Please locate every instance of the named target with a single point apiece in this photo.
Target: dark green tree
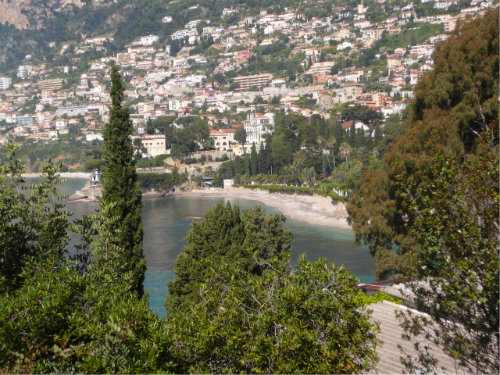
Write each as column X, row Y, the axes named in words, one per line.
column 454, row 266
column 308, row 320
column 455, row 103
column 225, row 233
column 240, row 136
column 253, row 161
column 120, row 187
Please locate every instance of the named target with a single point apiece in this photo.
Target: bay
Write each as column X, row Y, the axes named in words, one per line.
column 166, row 226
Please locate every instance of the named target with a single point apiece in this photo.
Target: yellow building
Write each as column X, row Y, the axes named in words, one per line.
column 246, row 82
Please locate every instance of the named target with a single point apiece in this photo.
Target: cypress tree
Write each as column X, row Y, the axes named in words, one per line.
column 120, row 186
column 253, row 161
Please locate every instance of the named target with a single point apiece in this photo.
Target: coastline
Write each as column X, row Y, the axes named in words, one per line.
column 311, row 209
column 62, row 174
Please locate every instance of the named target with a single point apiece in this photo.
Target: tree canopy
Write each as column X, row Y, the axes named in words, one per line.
------
▶ **Exercise details**
Please copy every line of the data that carries the string "tree".

▶ **Solution to the exercise**
Target: dark green tree
Target: cypress tree
Target: tree canopy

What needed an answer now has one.